- BRIEF:
List the title of every post in the forum excerpt below.

- SOURCE TEXT:
Gerald has a fine website worth visiting here.

Posted Sep 23, 16 13:26 by Richard Frajola (frajola)

PDR 2016 Update

Exhibit #70 just uploaded:

Phil Rhoade exhibit "Use of the 1955 U.S. Certified Mail Stamp"

Thanks!

Posted Sep 23, 16 11:16 by Russ Ryle (hoosierboy)

Index to PO Papers

Hi Jim,

The Vol # and page # are for the Statutes at Large, 1789-1875 Volumes 1 to 18.

I have not looked beyond 1855, yet, but the later volumes list some material you might be looking for up to 1875.

May your quest be easier and more productive.

Best regards,

Russ Ryle

Posted Sep 23, 16 11:03 by Russ Ryle (hoosierboy)

re: Index clarification

Morning Jim,

" This index documents come from volume 8 of the 18 volume set Statutes at Large, 1789-1875 which is digitally available in its entirety on the Library of Congress web site. "

The index Richard posted is for the "Statutes At Large" which covers earlier documents before the U.S. Serial Set starts in 1833. The Statutes go back to 1789. Its URL is: https://memory.loc.gov/ammem/amlaw/lwsllink.html .

- STORED DATA:
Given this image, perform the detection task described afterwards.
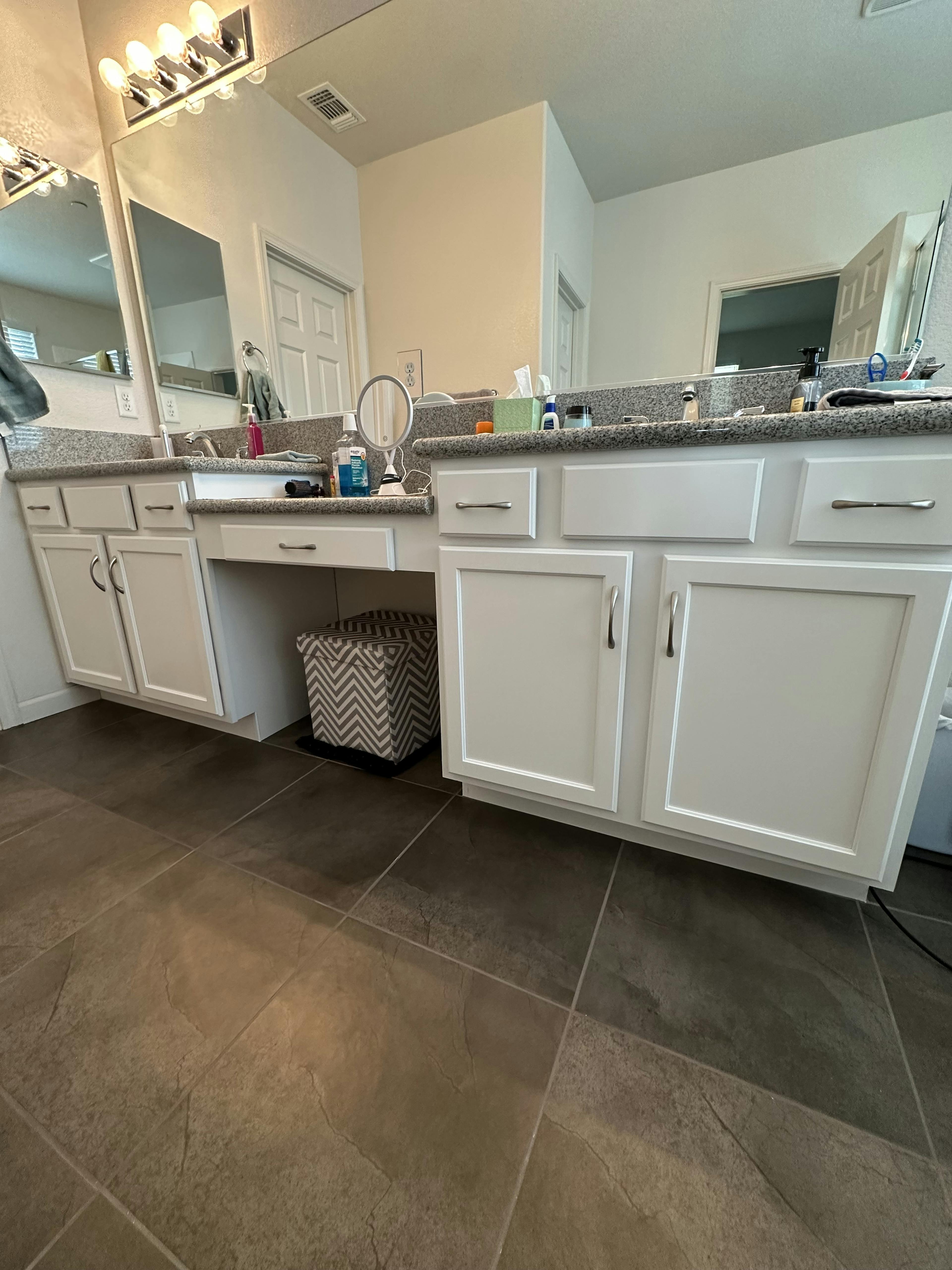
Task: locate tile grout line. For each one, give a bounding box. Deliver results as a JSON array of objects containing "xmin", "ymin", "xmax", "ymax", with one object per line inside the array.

- TASK OUTPUT:
- PDR 2016 Update
- Index to PO Papers
- re: Index clarification